→ Brief
Without the pictures, set down every line of the data exactly.

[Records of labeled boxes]
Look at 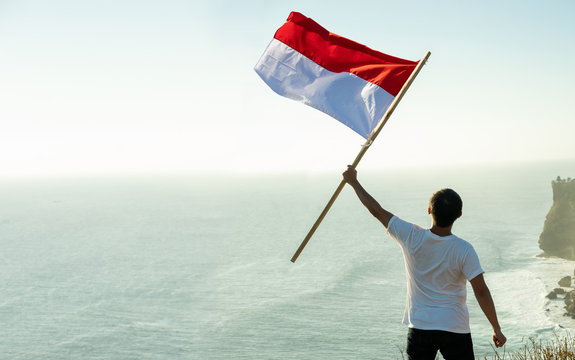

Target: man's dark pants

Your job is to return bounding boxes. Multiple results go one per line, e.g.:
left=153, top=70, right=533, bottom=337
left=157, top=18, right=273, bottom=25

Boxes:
left=407, top=328, right=475, bottom=360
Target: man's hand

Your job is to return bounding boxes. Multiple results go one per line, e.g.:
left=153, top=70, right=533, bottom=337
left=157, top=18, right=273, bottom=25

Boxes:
left=493, top=330, right=507, bottom=347
left=342, top=165, right=357, bottom=185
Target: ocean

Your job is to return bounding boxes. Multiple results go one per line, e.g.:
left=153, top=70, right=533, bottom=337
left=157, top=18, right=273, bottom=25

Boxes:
left=0, top=161, right=575, bottom=360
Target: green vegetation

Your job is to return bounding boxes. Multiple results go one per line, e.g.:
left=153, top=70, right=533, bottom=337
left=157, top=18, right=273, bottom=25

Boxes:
left=484, top=335, right=575, bottom=360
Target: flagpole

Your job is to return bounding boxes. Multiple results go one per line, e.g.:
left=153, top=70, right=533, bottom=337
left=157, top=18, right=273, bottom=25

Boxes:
left=291, top=51, right=431, bottom=263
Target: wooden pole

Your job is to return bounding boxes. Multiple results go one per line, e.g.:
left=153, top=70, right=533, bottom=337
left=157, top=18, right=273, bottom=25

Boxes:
left=291, top=51, right=431, bottom=263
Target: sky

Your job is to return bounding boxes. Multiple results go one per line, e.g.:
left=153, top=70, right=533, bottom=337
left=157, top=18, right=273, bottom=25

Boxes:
left=0, top=0, right=575, bottom=176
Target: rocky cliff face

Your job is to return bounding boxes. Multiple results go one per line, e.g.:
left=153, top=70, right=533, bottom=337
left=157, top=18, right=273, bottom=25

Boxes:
left=539, top=177, right=575, bottom=260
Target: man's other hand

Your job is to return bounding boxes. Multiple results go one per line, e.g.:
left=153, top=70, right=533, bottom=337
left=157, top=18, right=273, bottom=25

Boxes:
left=493, top=330, right=507, bottom=347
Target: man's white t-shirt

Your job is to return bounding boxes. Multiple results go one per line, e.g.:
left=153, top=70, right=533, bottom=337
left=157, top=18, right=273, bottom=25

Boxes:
left=388, top=216, right=483, bottom=334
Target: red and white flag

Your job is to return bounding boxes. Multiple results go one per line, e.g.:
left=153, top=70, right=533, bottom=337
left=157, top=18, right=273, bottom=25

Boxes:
left=255, top=12, right=418, bottom=138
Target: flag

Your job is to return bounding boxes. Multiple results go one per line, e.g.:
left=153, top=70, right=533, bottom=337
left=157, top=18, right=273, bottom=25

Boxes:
left=255, top=12, right=418, bottom=139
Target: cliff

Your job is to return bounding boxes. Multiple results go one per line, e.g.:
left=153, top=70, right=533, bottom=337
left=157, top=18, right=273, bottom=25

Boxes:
left=539, top=177, right=575, bottom=260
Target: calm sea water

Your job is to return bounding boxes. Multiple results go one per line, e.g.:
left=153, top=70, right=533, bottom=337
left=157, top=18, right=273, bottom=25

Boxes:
left=0, top=161, right=575, bottom=359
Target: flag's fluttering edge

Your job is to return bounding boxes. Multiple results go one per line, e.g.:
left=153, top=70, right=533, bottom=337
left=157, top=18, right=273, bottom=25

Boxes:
left=255, top=12, right=418, bottom=138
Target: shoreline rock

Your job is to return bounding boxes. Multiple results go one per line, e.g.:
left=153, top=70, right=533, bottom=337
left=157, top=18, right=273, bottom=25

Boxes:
left=539, top=176, right=575, bottom=260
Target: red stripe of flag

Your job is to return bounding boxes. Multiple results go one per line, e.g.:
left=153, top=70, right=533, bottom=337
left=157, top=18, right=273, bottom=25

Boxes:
left=274, top=12, right=418, bottom=96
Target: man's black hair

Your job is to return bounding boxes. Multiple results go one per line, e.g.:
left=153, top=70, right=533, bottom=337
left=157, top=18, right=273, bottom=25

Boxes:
left=429, top=189, right=463, bottom=227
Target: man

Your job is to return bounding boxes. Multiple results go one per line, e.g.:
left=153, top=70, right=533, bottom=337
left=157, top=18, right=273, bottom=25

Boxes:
left=343, top=166, right=507, bottom=360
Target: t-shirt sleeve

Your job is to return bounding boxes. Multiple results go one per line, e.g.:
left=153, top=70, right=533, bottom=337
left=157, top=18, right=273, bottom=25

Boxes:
left=387, top=215, right=415, bottom=246
left=462, top=244, right=484, bottom=280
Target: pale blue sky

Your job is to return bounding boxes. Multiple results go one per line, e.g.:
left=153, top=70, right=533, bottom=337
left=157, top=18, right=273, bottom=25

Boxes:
left=0, top=0, right=575, bottom=175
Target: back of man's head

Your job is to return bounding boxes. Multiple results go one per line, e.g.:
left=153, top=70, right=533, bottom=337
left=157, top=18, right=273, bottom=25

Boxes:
left=429, top=189, right=463, bottom=227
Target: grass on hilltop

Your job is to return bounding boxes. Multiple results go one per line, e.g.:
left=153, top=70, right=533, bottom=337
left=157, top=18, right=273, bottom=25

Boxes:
left=483, top=335, right=575, bottom=360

→ Reply
Look at 

Target: man's dark pants

Your job is to return bounding boxes. Multiple results go one per line, e.g.:
left=153, top=70, right=533, bottom=337
left=157, top=18, right=273, bottom=25

Boxes:
left=407, top=328, right=475, bottom=360
Target: man's hand

Your job is to return bounding boxes. Multiple results go one per line, e.g.:
left=153, top=70, right=533, bottom=337
left=157, top=18, right=273, bottom=25

Boxes:
left=493, top=330, right=507, bottom=347
left=342, top=165, right=357, bottom=185
Target: ocean

Your job is to return bounding boxes. Multiple results go one per line, e.g.:
left=153, top=70, right=533, bottom=337
left=157, top=18, right=273, bottom=25

Boxes:
left=0, top=161, right=575, bottom=360
Target: green vegetation

Your job is to return bounding boxes. Multiple results go one per line, e.g.:
left=153, top=70, right=533, bottom=337
left=157, top=18, right=273, bottom=25

Boxes:
left=484, top=335, right=575, bottom=360
Target: flagpole

Your job is to return bounding boxes. Multiple results go one per line, e.g.:
left=153, top=70, right=533, bottom=337
left=157, top=18, right=273, bottom=25

Boxes:
left=291, top=51, right=431, bottom=263
Target: wooden pole

Your job is to return bounding boxes. Multiple results go one per line, e.g.:
left=153, top=70, right=533, bottom=337
left=157, top=18, right=273, bottom=25

Boxes:
left=291, top=51, right=431, bottom=263
Target: sky

Your job is to return bounding boxes. Multiple results go one per line, e.g.:
left=153, top=70, right=533, bottom=337
left=157, top=18, right=273, bottom=25

Boxes:
left=0, top=0, right=575, bottom=176
Target: rocky cliff face

Your job is to return bounding boxes. Multiple results go one per line, e.g.:
left=153, top=70, right=533, bottom=337
left=157, top=18, right=273, bottom=25

Boxes:
left=539, top=177, right=575, bottom=260
Target: man's other hand

Your job is to return bounding boxes. Multiple results go one per line, e.g.:
left=153, top=70, right=533, bottom=337
left=157, top=18, right=273, bottom=25

Boxes:
left=493, top=330, right=507, bottom=347
Target: man's white t-shirt

Your job is to return bounding boxes. Multiple results go one per line, e.g.:
left=153, top=70, right=533, bottom=337
left=157, top=18, right=273, bottom=25

Boxes:
left=388, top=216, right=483, bottom=334
Target: red and white flag

Your job is to return bounding boxes. Multiple results go one per line, e.g.:
left=153, top=70, right=533, bottom=337
left=157, top=18, right=273, bottom=25

Boxes:
left=255, top=12, right=418, bottom=138
Target: flag

Your job is to return bounding boxes. Multiple results go one per line, e.g.:
left=153, top=70, right=533, bottom=337
left=157, top=18, right=273, bottom=25

Boxes:
left=255, top=12, right=418, bottom=139
Target: cliff

Your job is to return bounding boxes. Multiple results go one per line, e.g.:
left=153, top=70, right=533, bottom=337
left=157, top=18, right=273, bottom=25

Boxes:
left=539, top=177, right=575, bottom=260
Target: calm sea water

Your job is to return bounding boxes. Multiple results go one per line, e.g.:
left=153, top=70, right=533, bottom=337
left=157, top=18, right=273, bottom=25

Boxes:
left=0, top=161, right=575, bottom=359
Target: flag's fluttering edge

Your job is to return bounding boxes. Multiple results go one per line, e.g.:
left=153, top=70, right=533, bottom=337
left=157, top=18, right=273, bottom=25

Boxes:
left=255, top=12, right=418, bottom=138
Target: shoreline rock

Your job is to return bounding boxes. Multiple results go one per line, e.g.:
left=153, top=70, right=533, bottom=337
left=157, top=18, right=273, bottom=25

Boxes:
left=539, top=176, right=575, bottom=260
Target: red stripe of flag

Your job is to return bounding boxes. Multiple results go one per line, e.g.:
left=153, top=70, right=533, bottom=337
left=157, top=18, right=273, bottom=25

Boxes:
left=274, top=12, right=418, bottom=96
Target: man's black hair

Your job is to return bounding boxes. Multiple results go one per line, e.g.:
left=153, top=70, right=533, bottom=337
left=157, top=18, right=273, bottom=25

Boxes:
left=429, top=189, right=463, bottom=227
Target: man

Your job is to return bounding boxes. Multiple results go one per line, e.g.:
left=153, top=70, right=533, bottom=337
left=157, top=18, right=273, bottom=25

Boxes:
left=343, top=166, right=507, bottom=360
Target: t-shirt sleeve

Your job is to return bounding boxes. Multiple results go one per line, e.g.:
left=153, top=70, right=533, bottom=337
left=157, top=18, right=273, bottom=25

Boxes:
left=387, top=215, right=415, bottom=246
left=462, top=244, right=484, bottom=280
Target: pale blue sky

Your job is to return bounding boxes. Multiple results go one per line, e.g.:
left=153, top=70, right=533, bottom=337
left=157, top=18, right=273, bottom=25

Boxes:
left=0, top=0, right=575, bottom=175
Target: back of man's head

Your job is to return bounding boxes. Multiple results go one per line, e.g.:
left=153, top=70, right=533, bottom=337
left=157, top=18, right=273, bottom=25

Boxes:
left=429, top=189, right=463, bottom=227
Target: grass on hilltop

Your job is to return bounding boxes. Multiple results go one per line, e.g.:
left=153, top=70, right=533, bottom=337
left=157, top=18, right=273, bottom=25

Boxes:
left=483, top=335, right=575, bottom=360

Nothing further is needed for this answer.